What the exercise asks
Pictures stay out of the copy; set down each line of the listing below exactly.

Data supplied
====

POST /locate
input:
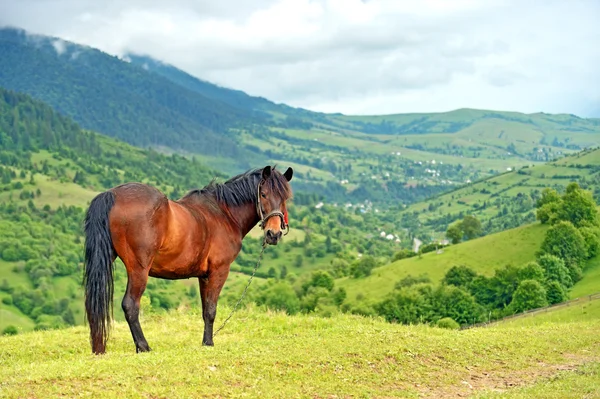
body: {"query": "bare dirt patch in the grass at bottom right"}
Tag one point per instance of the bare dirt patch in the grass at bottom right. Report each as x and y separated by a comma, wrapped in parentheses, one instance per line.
(476, 381)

====

Response below
POST /locate
input:
body: {"query": "bare dirt patch in the grass at bottom right"}
Tag one point per instance of the bare dirt patch in the grass at bottom right. Report each as x and y separated by a comma, wrapped in parentheses, one instance per line.
(476, 381)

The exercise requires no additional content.